▶ [Aim of the exercise]: Where a line of the data below has the string "provide", copy that line.

▶ [Records for this task]:
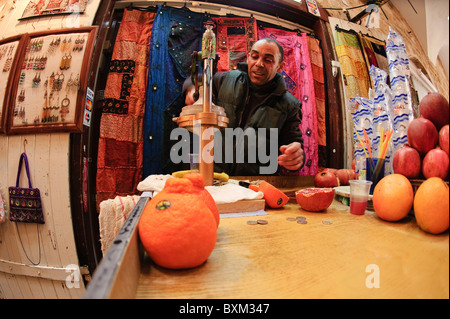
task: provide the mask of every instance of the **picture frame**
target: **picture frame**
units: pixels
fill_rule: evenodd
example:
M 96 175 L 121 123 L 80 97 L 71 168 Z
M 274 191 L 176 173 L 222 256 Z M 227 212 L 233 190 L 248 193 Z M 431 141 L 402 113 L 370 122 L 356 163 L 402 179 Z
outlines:
M 7 134 L 81 132 L 98 27 L 26 34 L 8 105 Z
M 31 0 L 23 11 L 19 20 L 63 15 L 63 14 L 84 14 L 88 0 Z
M 0 133 L 6 133 L 8 105 L 17 59 L 23 48 L 22 35 L 0 40 Z

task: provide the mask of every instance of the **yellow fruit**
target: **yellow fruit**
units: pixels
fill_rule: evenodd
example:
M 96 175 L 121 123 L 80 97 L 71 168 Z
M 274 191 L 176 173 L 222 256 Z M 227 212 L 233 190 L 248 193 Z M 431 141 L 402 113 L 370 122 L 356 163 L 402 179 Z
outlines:
M 409 180 L 400 174 L 385 176 L 373 191 L 373 208 L 386 221 L 399 221 L 411 211 L 414 190 Z
M 448 185 L 439 177 L 431 177 L 417 189 L 414 197 L 414 215 L 417 225 L 431 234 L 448 229 Z

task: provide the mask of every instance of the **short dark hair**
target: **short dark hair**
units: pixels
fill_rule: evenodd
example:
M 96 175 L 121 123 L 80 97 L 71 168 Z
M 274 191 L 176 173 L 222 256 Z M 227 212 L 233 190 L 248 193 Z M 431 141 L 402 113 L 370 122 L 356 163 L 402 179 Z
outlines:
M 278 43 L 277 40 L 272 39 L 272 38 L 263 38 L 263 39 L 259 39 L 259 40 L 256 41 L 256 42 L 259 42 L 259 41 L 266 41 L 266 42 L 270 42 L 270 43 L 275 43 L 275 44 L 277 45 L 277 47 L 278 47 L 278 51 L 280 51 L 280 56 L 281 56 L 281 58 L 280 58 L 280 63 L 283 62 L 283 59 L 284 59 L 284 49 L 283 49 L 283 47 L 281 46 L 281 44 Z

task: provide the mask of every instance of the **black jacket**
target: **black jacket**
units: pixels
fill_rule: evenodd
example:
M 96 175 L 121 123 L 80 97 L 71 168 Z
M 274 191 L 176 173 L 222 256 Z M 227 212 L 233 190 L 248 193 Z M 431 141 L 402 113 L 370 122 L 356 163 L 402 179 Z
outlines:
M 250 82 L 248 76 L 248 66 L 246 63 L 240 63 L 238 70 L 232 70 L 224 73 L 217 73 L 213 79 L 213 96 L 214 103 L 225 109 L 229 119 L 228 128 L 236 129 L 253 128 L 256 132 L 257 139 L 252 141 L 244 139 L 234 142 L 234 161 L 233 163 L 217 163 L 216 170 L 225 171 L 230 175 L 265 175 L 260 170 L 261 166 L 268 166 L 264 163 L 264 159 L 256 154 L 256 162 L 251 163 L 252 155 L 247 150 L 257 150 L 265 143 L 266 155 L 273 158 L 278 157 L 279 147 L 288 145 L 292 142 L 300 142 L 303 145 L 302 132 L 299 128 L 301 123 L 301 102 L 287 91 L 285 81 L 281 74 L 277 73 L 271 83 L 264 88 L 256 87 Z M 247 111 L 246 111 L 247 108 Z M 248 109 L 250 108 L 250 109 Z M 278 132 L 278 140 L 270 141 L 269 129 L 275 128 Z M 258 129 L 267 129 L 265 136 L 261 136 Z M 222 132 L 222 138 L 225 134 Z M 255 144 L 256 142 L 256 144 Z M 271 142 L 271 143 L 270 143 Z M 222 143 L 222 154 L 230 155 L 225 152 L 226 141 Z M 243 144 L 240 144 L 243 143 Z M 216 143 L 217 144 L 217 143 Z M 244 162 L 239 163 L 236 154 L 240 154 L 244 145 L 245 156 Z M 272 154 L 269 150 L 276 147 L 276 154 Z M 217 146 L 215 147 L 217 154 Z M 272 151 L 273 152 L 273 151 Z M 267 171 L 267 170 L 266 170 Z M 277 169 L 268 175 L 276 174 Z

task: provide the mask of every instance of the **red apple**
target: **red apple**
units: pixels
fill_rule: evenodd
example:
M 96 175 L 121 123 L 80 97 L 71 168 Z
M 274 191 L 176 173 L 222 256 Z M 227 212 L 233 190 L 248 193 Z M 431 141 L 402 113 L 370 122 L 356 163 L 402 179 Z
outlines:
M 432 149 L 423 158 L 422 173 L 426 179 L 440 177 L 445 179 L 448 174 L 449 159 L 447 153 L 440 148 Z
M 419 104 L 420 115 L 433 122 L 438 131 L 448 124 L 448 109 L 448 101 L 439 93 L 428 93 Z
M 417 178 L 420 174 L 421 162 L 419 152 L 405 145 L 395 152 L 392 167 L 395 174 L 402 174 L 407 178 Z
M 408 125 L 408 143 L 422 155 L 435 148 L 438 142 L 438 132 L 434 124 L 426 118 L 419 117 Z
M 337 187 L 339 186 L 339 179 L 332 172 L 324 170 L 320 173 L 317 173 L 314 177 L 314 186 L 321 188 Z
M 439 131 L 439 146 L 448 155 L 448 124 L 444 125 Z

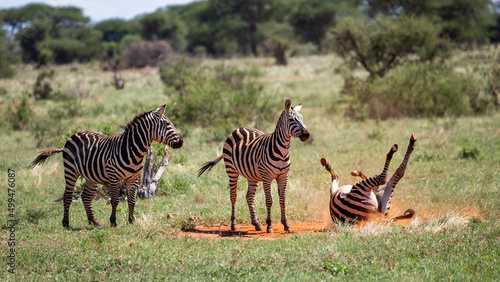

▶ [Solution for this exercise]:
task: provide the mask of every instance of the **picture frame**
task: provide the mask of every instance of the **yellow fruit**
task: provide the mask of every instance of the **short dark hair**
task: provide the mask of every instance of the **black jacket**
task: provide the mask of every instance of the **red apple**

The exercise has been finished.